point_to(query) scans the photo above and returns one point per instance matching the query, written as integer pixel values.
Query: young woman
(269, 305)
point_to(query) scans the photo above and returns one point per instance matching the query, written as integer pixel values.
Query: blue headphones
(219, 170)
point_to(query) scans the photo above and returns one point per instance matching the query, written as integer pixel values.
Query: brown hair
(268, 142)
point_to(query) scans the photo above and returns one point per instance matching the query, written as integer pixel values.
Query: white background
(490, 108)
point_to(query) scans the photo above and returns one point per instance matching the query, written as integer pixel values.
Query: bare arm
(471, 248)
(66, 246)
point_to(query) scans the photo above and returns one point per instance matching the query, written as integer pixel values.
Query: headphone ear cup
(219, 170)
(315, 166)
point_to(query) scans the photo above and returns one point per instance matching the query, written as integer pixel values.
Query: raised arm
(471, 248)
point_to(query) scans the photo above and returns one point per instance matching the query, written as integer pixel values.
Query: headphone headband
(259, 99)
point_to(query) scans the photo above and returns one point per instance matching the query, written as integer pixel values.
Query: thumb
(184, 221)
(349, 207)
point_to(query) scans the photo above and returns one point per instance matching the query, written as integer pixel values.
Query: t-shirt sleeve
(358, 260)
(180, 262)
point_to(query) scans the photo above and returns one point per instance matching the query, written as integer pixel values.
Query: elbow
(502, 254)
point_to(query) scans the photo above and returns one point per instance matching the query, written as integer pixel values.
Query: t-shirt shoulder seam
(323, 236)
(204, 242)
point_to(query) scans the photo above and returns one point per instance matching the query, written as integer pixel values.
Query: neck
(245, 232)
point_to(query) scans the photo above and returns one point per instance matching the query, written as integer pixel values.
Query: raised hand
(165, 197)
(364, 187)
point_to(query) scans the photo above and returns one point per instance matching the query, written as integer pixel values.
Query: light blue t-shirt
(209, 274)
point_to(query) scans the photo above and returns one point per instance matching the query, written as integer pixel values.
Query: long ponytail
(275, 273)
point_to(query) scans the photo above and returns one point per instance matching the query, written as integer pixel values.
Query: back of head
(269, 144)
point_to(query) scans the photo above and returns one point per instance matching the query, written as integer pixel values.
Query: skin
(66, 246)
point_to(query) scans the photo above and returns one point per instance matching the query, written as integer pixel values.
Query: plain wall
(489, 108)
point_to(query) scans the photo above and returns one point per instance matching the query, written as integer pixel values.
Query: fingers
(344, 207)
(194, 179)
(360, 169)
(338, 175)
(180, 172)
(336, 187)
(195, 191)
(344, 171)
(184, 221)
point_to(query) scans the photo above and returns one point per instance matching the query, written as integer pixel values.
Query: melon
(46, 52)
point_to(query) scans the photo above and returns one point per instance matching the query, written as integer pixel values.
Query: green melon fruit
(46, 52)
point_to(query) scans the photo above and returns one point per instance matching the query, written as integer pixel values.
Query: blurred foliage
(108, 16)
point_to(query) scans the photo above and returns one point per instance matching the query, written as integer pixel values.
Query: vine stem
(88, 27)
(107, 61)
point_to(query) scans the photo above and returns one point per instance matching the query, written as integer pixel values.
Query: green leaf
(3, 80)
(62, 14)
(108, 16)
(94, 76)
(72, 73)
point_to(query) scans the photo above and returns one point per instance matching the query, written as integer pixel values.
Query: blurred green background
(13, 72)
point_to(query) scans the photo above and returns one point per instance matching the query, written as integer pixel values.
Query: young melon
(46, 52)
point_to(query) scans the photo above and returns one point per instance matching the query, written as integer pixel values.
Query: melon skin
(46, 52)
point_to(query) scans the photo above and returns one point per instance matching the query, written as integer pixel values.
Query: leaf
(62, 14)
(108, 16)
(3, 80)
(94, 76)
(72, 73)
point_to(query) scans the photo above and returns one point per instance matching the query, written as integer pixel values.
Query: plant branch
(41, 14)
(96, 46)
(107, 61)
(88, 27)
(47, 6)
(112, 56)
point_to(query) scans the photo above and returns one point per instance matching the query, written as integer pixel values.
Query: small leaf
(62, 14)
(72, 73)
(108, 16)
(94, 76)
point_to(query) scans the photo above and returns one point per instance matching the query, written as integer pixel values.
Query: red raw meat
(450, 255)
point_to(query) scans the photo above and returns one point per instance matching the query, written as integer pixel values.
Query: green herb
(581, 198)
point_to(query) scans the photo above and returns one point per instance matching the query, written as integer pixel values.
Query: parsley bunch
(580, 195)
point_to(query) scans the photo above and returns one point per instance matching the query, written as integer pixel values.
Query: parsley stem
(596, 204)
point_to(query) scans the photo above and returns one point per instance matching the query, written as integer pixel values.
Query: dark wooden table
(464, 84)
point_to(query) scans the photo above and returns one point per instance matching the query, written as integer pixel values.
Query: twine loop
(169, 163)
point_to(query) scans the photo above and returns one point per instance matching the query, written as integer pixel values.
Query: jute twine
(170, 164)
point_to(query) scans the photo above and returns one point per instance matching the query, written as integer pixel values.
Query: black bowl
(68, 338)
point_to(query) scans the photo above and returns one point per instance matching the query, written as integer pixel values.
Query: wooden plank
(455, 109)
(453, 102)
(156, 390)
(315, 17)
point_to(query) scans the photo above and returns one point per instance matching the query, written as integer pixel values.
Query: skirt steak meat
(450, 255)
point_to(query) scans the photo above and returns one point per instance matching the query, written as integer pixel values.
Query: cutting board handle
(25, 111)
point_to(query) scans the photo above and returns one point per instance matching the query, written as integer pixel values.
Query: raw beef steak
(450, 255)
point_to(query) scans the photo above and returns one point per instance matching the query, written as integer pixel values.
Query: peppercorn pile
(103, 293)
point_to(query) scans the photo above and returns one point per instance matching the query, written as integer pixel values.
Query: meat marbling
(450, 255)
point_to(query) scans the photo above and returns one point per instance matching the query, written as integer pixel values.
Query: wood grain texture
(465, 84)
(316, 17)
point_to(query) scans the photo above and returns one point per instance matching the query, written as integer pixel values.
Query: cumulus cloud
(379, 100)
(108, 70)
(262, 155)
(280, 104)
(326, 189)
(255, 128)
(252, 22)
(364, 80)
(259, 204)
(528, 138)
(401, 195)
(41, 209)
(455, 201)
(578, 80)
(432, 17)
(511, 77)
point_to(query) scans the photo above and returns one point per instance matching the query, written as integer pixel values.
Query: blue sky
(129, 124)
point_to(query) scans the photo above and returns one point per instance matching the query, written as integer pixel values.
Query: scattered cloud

☆ ☆ ☆ ☆

Exercise:
Output the full listing exactly as given.

Worked solution:
point_to(query) scans the photo above and returns one point per instance matching the query, written as integer pixel values.
Query: young woman
(269, 305)
point_to(query) scans the photo above and returns one point per instance matching the query, written as integer pixel values.
Query: blue headphones
(219, 170)
point_to(query) scans the photo above and returns one point per instance matching the query, written as integer pixel values.
Query: brown hair
(268, 142)
point_to(query) scans the photo above and returns one point per instance matching the query, written as integer pixel values.
Query: white background
(490, 108)
point_to(query) scans the photo above and returns one point per instance matching the query, written as integer pixel values.
Query: bare arm
(471, 248)
(66, 246)
point_to(query) scans the photo above and returns one point per instance matching the query, written as integer pixel values.
Query: headphone ear cup
(219, 170)
(315, 166)
point_to(query) scans the photo above and returns one point per instance matching the query, written as integer pixel values.
Query: raised arm
(471, 248)
point_to(query) scans the photo above and returns one point per instance matching the query, written as integer pixel values.
Query: headphone headband
(259, 99)
point_to(query) scans the photo above and returns one point per instance matching the query, written as integer pixel values.
Query: thumb
(184, 221)
(349, 207)
point_to(query) scans the photo above and returns one point per instance matching the query, written as integer pixel values.
Query: t-shirt sleeve
(358, 260)
(180, 262)
point_to(query) scans the photo above and returns one point per instance matching the query, written as integer pixel values.
Query: elbow
(502, 254)
point_to(query) scans the photo above and returns one point per instance matching the query, written as integer pixel values.
Query: t-shirt shoulder seam
(323, 236)
(204, 242)
point_to(query) scans the photo above and returns one point per instance matching the query, written as integer pixel values.
Query: neck
(245, 232)
point_to(query) scans the photo above and returns one point per instance matching the query, written as integer pixel values.
Query: raised hand
(165, 197)
(364, 187)
point_to(query) scans the photo above and returns one point per instance matching the query, written as integer pixel values.
Query: light blue t-shirt
(209, 274)
point_to(query) scans the photo above and returns one point per instance matching the query, written as integer pixel values.
Query: long ponytail
(275, 273)
point_to(query) scans the photo above and returns one point per instance matching the query, written as integer pixel values.
Query: back of head
(269, 144)
point_to(query) scans the photo above and returns one point per instance matching the query, written as integer pixel values.
Query: skin
(66, 246)
point_to(query) scans the photo above and returns one point per instance matching the query, written as integer pixel values.
Query: plain wall
(489, 108)
point_to(query) scans the photo above and returns one point per instance matching the query, written as integer pixel values.
Query: fingers
(344, 207)
(194, 179)
(360, 169)
(338, 175)
(180, 172)
(336, 187)
(195, 191)
(344, 171)
(184, 221)
point_to(query) scans the photo above and returns one point per instance matching the query, written as integer pixel values.
Query: melon
(46, 52)
point_to(query) scans the photo above and returns one point per instance matching the query, written as integer pixel values.
Query: green melon fruit
(46, 52)
point_to(query) scans the photo above and returns one point per instance matching the query, written as integer pixel values.
Query: blurred foliage
(108, 16)
point_to(query) scans the photo above and returns one point per instance matching the query, written as integer pixel values.
Query: vine stem
(88, 27)
(107, 61)
point_to(query) scans the photo above and returns one point per instance matching the query, written as integer pixel values.
Query: green leaf
(3, 80)
(62, 14)
(108, 16)
(94, 76)
(72, 73)
point_to(query) scans the photo above and returns one point per instance matching the query, written as integer pixel values.
Query: blurred green background
(13, 72)
point_to(query) scans the photo above and returns one point per instance matching the query, written as integer pixel values.
Query: young melon
(46, 52)
point_to(query) scans the photo above and returns one point per instance matching the query, written as integer pixel values.
Query: melon skin
(46, 52)
point_to(query) scans the photo above and returns one point per instance matching the query, written as integer pixel values.
Query: leaf
(62, 14)
(108, 16)
(3, 80)
(94, 76)
(72, 73)
point_to(query) scans the photo above and returns one point per instance matching the query, written as integer pixel values.
Query: plant branch
(41, 14)
(96, 46)
(107, 61)
(88, 27)
(47, 6)
(112, 56)
point_to(query) scans the photo above and returns one point per instance matching the query, written as integer pixel values.
Query: small leaf
(62, 14)
(72, 73)
(108, 16)
(94, 76)
point_to(query) scans the photo above and returns one point per instance matching the query, written as integer pixel values.
Query: red raw meat
(450, 255)
point_to(query) scans the photo above and returns one point per instance matching the query, written as integer pixel values.
Query: green herb
(581, 198)
point_to(query) scans the photo above and returns one point per instance matching the query, written as integer pixel values.
Query: parsley bunch
(580, 195)
point_to(query) scans the photo above and returns one point per instance matching the query, written as integer pixel values.
Query: parsley stem
(596, 204)
point_to(query) scans the photo above and returns one point per instance matching the query, written as integer pixel values.
Query: dark wooden table
(464, 84)
point_to(query) scans the photo above and returns one point per instance matching the query, written as integer pixel values.
Query: twine loop
(169, 163)
point_to(query) scans the photo above and returns one point per instance matching the query, written as integer pixel values.
Query: jute twine
(170, 164)
point_to(query) scans the photo above and returns one point per instance matching the query, written as integer pixel values.
Query: black bowl
(68, 338)
point_to(query) scans the photo above and returns one point per instance matching the query, written as integer pixel values.
Query: wooden plank
(455, 109)
(453, 102)
(156, 390)
(315, 17)
point_to(query) scans the photo above and returns one point per instance matching the query, written as integer pixel values.
Query: skirt steak meat
(450, 255)
point_to(query) scans the photo above and returns one point per instance matching the query, written as integer pixel values.
Query: cutting board handle
(25, 111)
point_to(query) scans the photo above and returns one point per instance matching the query, written as integer pixel values.
Query: raw beef steak
(450, 255)
point_to(query) scans the photo above and returns one point per instance matching the query, written as integer pixel values.
Query: peppercorn pile
(103, 293)
point_to(query) scans the photo above and returns one point per instance matching the query, written as integer pixel values.
Query: meat marbling
(450, 255)
point_to(query) scans the photo above and returns one point per instance matching the query, written as integer pixel values.
Query: wood grain texture
(465, 84)
(316, 17)
point_to(query) scans the photo above and returns one point per instance matching the query, written as integer pixel values.
Query: cumulus cloud
(379, 100)
(108, 70)
(262, 155)
(280, 104)
(326, 189)
(255, 128)
(252, 22)
(364, 80)
(259, 204)
(528, 138)
(401, 195)
(41, 209)
(455, 201)
(578, 80)
(432, 17)
(511, 77)
point_to(query) scans the photo above and returns one point per instance matching the query, written as integer pixel values.
Query: blue sky
(129, 124)
point_to(query) scans the photo above and returns one point per instance matching the query, written as integer pixel values.
Query: scattered cloud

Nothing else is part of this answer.